##### 抽出テキスト

あとは【接続】ボタンを押して接続が成功すればOKだ!
【iPhoneの場合】
設定>VPNで、一番下の【VPN構成を追加】をタップ。
【タイプ】はPPTP、【説明】は適当にわかりやすい名前、【サーバ】はさくらVPSのコントロールパネルのIPv4欄にあるアドレス(IPアドレス)、【アカウント】【パスワード】は5.で設定したユーザIDとパスワードを入力し、右上の【完了】ボタンをタップ。
あとは設定>VPNで接続が成功すればOKだ!
【Windows/Androidの場合】
すみません、これらは私は普段使っていないので、VPN接続の設定方法でググってください。
注意事項
一応私がうまくいった環境は以下の通り。
【VPNサーバ】
- さくらVPS:1GBプラン
▼お申し込みならこちら!
【VPNクライアント】
- MacBook Pro Retina, 15-inch, Mid 2014 OS X 10.11.5
- iPhone 6s Plus 128GB iOS 9.0.2(脱獄済)

##########

* _タスク一覧_:
**a)** 抽出テキストによると、iPhoneでVPN構成を追加するとき、【タイプ】には何を指定しますか?
**b)** 抽出テキストの「設定>VPNで、一番下の【VPN構成を追加】をタップ。」という文を英語に訳してください。
データを参照する必要はありません。

##### データ行

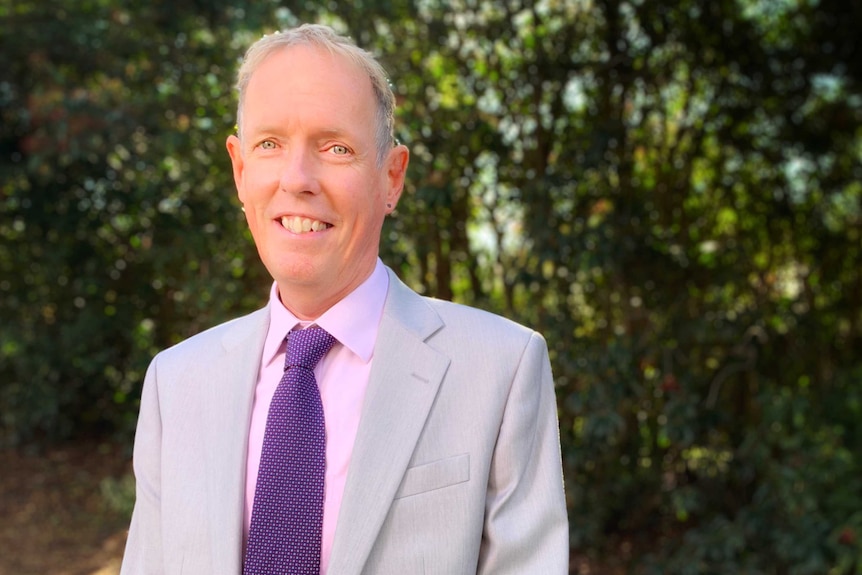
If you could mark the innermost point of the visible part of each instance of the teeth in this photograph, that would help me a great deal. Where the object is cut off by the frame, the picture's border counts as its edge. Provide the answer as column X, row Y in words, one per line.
column 300, row 225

##########

* _タスクの解答_:
**a)** PPTPです。

**b)** In Settings > VPN, tap [Add VPN Configuration] at the very bottom.